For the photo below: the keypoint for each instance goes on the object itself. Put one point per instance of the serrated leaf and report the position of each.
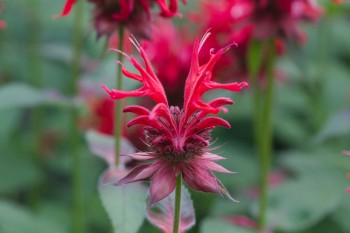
(125, 204)
(218, 225)
(163, 217)
(16, 219)
(17, 95)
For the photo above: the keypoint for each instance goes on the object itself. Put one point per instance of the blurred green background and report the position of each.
(311, 127)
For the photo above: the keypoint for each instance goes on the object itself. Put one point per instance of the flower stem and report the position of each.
(118, 104)
(177, 203)
(35, 75)
(266, 137)
(78, 224)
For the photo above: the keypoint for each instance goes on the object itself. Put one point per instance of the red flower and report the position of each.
(178, 139)
(135, 15)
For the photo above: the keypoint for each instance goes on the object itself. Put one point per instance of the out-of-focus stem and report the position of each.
(118, 104)
(177, 203)
(78, 224)
(266, 136)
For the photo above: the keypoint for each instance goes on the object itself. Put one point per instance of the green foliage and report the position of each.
(125, 205)
(16, 219)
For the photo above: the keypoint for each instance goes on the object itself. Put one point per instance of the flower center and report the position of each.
(177, 142)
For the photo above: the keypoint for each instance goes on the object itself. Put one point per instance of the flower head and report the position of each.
(135, 15)
(348, 174)
(178, 138)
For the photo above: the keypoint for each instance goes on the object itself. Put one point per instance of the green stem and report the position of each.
(177, 204)
(266, 137)
(118, 104)
(255, 60)
(35, 76)
(78, 224)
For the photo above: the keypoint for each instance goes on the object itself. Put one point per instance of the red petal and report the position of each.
(66, 9)
(138, 110)
(213, 122)
(163, 183)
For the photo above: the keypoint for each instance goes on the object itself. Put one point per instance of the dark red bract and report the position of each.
(178, 138)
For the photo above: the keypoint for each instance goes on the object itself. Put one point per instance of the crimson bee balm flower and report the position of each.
(178, 138)
(134, 14)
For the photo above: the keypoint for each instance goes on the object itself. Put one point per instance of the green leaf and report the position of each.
(297, 205)
(16, 219)
(28, 175)
(17, 95)
(217, 225)
(125, 204)
(161, 214)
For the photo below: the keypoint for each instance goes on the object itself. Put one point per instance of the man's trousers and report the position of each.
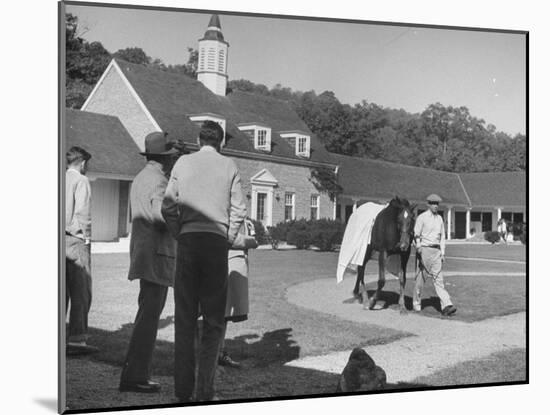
(431, 267)
(151, 301)
(78, 287)
(201, 279)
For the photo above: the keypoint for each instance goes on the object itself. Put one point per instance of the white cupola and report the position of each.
(212, 66)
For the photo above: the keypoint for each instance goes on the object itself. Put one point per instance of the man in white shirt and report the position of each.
(78, 232)
(429, 234)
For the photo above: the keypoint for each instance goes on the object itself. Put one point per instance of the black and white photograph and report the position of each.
(260, 206)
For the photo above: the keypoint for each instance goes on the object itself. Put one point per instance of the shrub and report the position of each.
(298, 234)
(261, 236)
(277, 233)
(492, 236)
(325, 233)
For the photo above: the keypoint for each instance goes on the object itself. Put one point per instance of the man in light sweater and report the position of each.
(78, 232)
(204, 209)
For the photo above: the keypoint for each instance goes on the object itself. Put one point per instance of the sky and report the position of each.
(389, 65)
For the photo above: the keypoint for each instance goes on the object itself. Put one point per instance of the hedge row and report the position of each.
(322, 233)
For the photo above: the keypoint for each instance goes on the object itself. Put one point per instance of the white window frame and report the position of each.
(199, 118)
(257, 128)
(292, 205)
(268, 218)
(306, 152)
(317, 205)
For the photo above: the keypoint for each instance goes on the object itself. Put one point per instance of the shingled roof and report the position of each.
(496, 189)
(171, 98)
(112, 148)
(379, 179)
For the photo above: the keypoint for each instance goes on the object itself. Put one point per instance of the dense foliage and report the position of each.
(86, 62)
(441, 137)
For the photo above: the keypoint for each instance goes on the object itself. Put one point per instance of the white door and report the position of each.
(105, 194)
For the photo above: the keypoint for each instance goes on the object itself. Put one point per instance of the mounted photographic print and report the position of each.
(261, 207)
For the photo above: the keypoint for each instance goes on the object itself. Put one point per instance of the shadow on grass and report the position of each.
(273, 348)
(263, 374)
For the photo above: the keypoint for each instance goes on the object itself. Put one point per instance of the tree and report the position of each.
(85, 62)
(133, 55)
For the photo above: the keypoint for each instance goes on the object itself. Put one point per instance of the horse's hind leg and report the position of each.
(382, 258)
(402, 282)
(359, 281)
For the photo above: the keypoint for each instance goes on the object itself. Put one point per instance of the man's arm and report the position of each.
(442, 239)
(417, 229)
(169, 209)
(82, 207)
(237, 211)
(157, 198)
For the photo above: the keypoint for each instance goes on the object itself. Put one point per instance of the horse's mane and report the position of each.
(398, 203)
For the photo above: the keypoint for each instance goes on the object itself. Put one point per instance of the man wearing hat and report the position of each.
(429, 234)
(152, 261)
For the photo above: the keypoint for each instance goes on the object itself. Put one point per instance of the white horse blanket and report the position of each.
(356, 238)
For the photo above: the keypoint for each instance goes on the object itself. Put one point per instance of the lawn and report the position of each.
(477, 297)
(276, 332)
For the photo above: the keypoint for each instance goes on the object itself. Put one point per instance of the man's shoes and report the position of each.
(80, 348)
(449, 310)
(225, 360)
(140, 387)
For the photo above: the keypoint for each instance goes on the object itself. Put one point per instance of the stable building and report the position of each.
(273, 148)
(472, 202)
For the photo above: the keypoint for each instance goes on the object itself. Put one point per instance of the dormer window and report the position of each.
(198, 119)
(259, 134)
(301, 142)
(303, 146)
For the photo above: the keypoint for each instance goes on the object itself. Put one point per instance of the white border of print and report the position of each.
(29, 208)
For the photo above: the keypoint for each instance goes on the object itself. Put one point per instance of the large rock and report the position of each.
(361, 374)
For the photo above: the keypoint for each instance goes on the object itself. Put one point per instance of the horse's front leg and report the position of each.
(403, 281)
(360, 292)
(382, 258)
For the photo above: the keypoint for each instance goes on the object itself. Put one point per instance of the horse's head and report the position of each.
(405, 221)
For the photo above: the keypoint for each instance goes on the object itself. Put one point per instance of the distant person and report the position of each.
(502, 230)
(204, 210)
(152, 261)
(429, 234)
(78, 233)
(236, 309)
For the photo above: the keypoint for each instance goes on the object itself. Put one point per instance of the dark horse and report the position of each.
(391, 234)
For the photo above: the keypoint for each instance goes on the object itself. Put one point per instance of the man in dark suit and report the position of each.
(152, 261)
(204, 209)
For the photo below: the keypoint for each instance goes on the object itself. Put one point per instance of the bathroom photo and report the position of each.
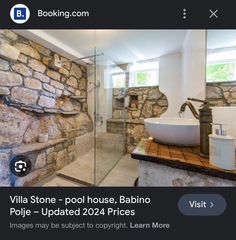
(129, 108)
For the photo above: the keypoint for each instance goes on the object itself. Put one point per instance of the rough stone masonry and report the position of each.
(40, 92)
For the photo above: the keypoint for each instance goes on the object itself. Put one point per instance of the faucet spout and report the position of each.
(191, 107)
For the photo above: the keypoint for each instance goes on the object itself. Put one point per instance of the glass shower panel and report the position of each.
(109, 126)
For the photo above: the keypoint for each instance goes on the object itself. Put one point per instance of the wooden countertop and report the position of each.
(186, 158)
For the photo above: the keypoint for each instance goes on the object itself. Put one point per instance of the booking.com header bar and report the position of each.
(116, 14)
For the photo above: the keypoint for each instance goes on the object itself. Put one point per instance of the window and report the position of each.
(221, 66)
(118, 80)
(144, 74)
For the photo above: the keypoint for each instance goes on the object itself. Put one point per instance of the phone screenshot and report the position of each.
(117, 120)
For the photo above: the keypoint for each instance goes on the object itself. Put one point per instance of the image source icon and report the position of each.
(20, 13)
(20, 166)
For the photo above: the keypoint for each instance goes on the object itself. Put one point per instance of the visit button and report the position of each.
(202, 204)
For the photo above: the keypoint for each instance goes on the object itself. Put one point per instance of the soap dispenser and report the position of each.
(222, 148)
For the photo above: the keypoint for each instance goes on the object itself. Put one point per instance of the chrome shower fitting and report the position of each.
(95, 85)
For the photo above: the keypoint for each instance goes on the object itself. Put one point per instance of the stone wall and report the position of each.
(221, 94)
(40, 92)
(132, 107)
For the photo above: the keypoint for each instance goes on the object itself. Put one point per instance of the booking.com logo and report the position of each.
(20, 13)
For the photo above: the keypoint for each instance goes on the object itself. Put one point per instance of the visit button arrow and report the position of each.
(202, 204)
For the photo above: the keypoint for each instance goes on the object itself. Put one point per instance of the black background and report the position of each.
(125, 14)
(163, 208)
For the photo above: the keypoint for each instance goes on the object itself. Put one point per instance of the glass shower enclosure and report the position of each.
(109, 142)
(100, 150)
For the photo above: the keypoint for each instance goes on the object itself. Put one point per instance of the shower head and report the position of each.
(96, 85)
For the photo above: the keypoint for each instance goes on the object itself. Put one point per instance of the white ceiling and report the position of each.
(122, 46)
(221, 38)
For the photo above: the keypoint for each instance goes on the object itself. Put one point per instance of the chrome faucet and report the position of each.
(191, 107)
(205, 118)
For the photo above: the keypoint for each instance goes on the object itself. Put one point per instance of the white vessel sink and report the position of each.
(174, 131)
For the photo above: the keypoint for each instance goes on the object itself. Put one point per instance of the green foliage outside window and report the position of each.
(220, 72)
(142, 78)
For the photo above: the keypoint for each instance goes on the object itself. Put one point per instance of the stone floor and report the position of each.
(123, 174)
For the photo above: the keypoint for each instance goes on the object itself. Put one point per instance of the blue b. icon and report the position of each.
(19, 13)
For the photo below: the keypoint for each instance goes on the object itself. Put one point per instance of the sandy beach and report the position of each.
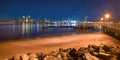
(48, 44)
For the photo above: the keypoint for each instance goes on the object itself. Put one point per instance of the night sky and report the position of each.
(59, 9)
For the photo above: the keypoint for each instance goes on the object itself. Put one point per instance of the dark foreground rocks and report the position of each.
(92, 52)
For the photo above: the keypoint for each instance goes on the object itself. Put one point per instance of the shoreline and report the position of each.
(48, 44)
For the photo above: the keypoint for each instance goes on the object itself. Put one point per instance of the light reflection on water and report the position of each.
(21, 31)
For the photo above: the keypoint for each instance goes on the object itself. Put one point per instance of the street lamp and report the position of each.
(102, 19)
(107, 16)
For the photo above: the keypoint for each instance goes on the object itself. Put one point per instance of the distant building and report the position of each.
(23, 19)
(26, 19)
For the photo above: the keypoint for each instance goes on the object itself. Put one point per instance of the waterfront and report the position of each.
(48, 44)
(23, 31)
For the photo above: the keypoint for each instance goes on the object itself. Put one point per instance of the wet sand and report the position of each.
(48, 44)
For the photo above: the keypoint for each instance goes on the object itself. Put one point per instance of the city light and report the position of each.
(107, 16)
(102, 19)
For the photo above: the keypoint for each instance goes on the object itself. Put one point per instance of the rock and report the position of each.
(90, 57)
(17, 57)
(4, 59)
(33, 56)
(82, 50)
(40, 56)
(114, 57)
(93, 48)
(24, 57)
(106, 48)
(50, 57)
(64, 55)
(115, 49)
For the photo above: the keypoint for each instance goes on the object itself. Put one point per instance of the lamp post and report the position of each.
(107, 16)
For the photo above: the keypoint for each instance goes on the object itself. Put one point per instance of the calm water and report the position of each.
(22, 31)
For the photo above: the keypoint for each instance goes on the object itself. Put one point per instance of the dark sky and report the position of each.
(59, 9)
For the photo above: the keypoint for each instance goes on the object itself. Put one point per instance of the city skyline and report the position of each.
(59, 9)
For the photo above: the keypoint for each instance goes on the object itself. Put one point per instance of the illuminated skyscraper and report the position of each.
(27, 19)
(23, 19)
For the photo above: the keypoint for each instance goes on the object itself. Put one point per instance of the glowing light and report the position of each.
(102, 19)
(107, 16)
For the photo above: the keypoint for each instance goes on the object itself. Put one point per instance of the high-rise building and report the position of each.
(23, 19)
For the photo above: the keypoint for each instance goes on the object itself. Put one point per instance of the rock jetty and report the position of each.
(92, 52)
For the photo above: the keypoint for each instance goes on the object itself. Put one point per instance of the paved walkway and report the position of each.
(45, 45)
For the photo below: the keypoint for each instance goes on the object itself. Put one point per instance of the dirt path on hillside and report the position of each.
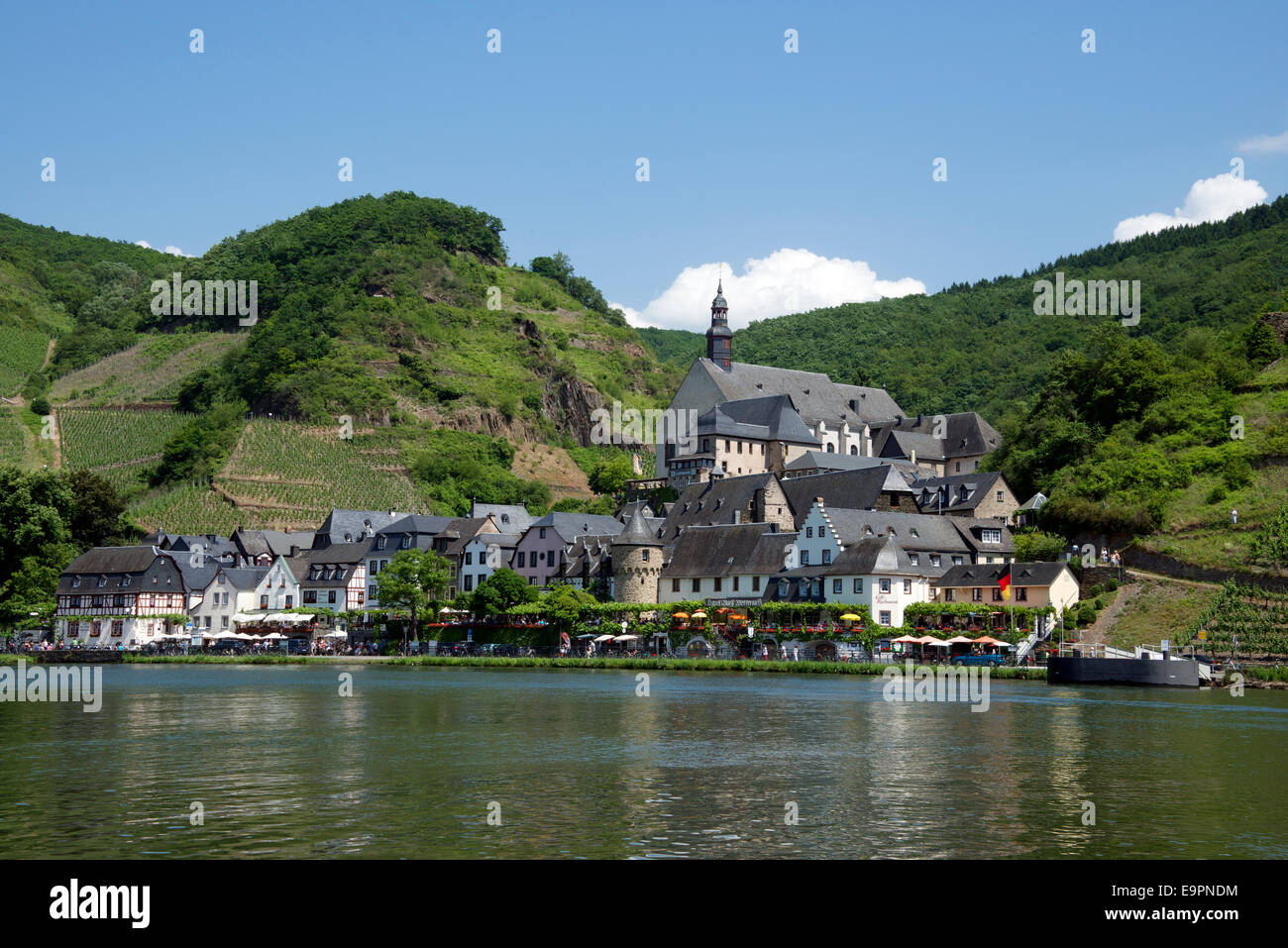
(1095, 634)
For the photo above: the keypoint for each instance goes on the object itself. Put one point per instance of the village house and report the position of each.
(120, 595)
(980, 494)
(541, 552)
(747, 498)
(724, 565)
(1033, 584)
(876, 572)
(228, 594)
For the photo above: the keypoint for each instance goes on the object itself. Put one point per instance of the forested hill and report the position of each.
(982, 347)
(398, 318)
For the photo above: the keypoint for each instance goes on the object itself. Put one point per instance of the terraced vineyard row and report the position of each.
(191, 509)
(22, 352)
(292, 474)
(95, 438)
(1256, 617)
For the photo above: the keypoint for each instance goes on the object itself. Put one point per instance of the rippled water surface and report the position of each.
(706, 766)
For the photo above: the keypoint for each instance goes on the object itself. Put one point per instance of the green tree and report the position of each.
(415, 579)
(1035, 546)
(610, 474)
(501, 590)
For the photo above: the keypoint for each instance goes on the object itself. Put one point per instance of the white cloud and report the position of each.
(1265, 145)
(168, 249)
(1211, 198)
(787, 281)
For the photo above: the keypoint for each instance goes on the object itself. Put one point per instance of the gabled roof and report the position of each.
(975, 487)
(814, 395)
(854, 489)
(510, 518)
(772, 417)
(712, 502)
(567, 527)
(741, 549)
(913, 532)
(344, 526)
(990, 574)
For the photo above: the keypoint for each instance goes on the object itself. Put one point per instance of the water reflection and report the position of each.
(581, 766)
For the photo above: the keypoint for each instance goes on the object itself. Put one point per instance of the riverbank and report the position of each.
(537, 662)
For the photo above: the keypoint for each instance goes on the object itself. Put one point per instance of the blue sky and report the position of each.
(752, 151)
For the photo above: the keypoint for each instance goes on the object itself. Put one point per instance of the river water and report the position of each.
(579, 764)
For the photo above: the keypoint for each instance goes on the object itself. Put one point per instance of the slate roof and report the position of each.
(831, 460)
(571, 526)
(510, 518)
(741, 549)
(123, 569)
(348, 526)
(772, 417)
(988, 574)
(965, 434)
(712, 501)
(814, 395)
(914, 532)
(347, 556)
(975, 487)
(273, 543)
(853, 489)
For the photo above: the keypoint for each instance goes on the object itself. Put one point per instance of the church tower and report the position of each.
(719, 337)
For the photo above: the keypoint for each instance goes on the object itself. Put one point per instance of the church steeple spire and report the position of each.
(719, 337)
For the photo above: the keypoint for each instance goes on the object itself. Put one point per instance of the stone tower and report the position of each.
(636, 562)
(720, 337)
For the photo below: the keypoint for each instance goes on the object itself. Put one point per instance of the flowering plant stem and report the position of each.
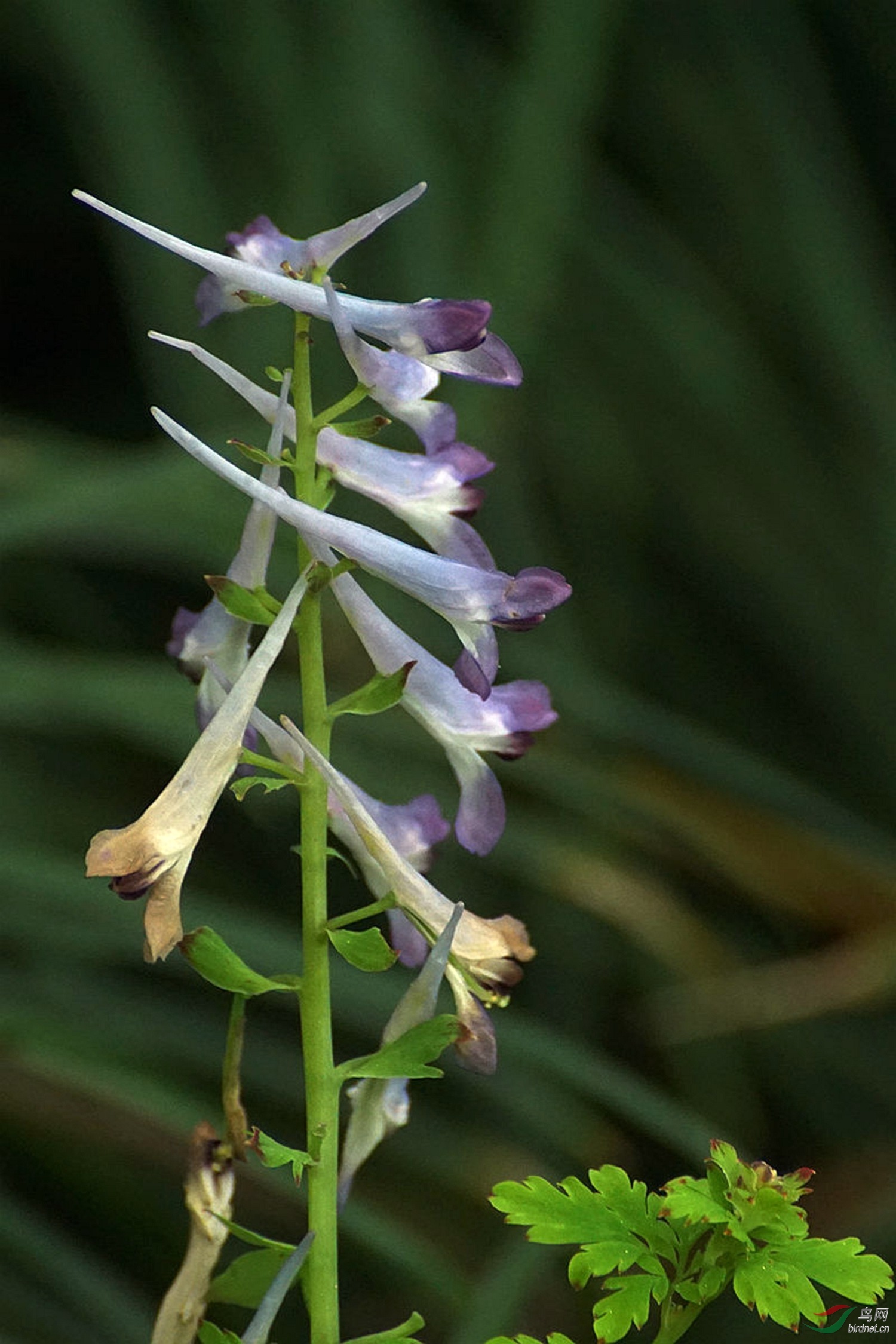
(321, 1081)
===============
* Problem requirements *
Quote exactly, and only, the lines from the line containing "church tower and report the position of each." through the final line of the records above, both included, omitting any pictures.

* Answer *
For the photo above: the keypoint for each instance goes on the object itself. Put one point per instance of the church tower and report the position of each.
(719, 337)
For the photo above: the keypoint for each instance goes on the object itself. Put one point per instance of the church steeple spire and report the position of each.
(719, 337)
For the photo above: the keypoint for each instance goes on the object itself. Put one point per instance of the stone tower and report the position of each.
(636, 562)
(720, 337)
For the photo below: the keypoint for each instance goes on the object itself. Put one point per instance of the flowering plant stem and report the position of each.
(321, 1081)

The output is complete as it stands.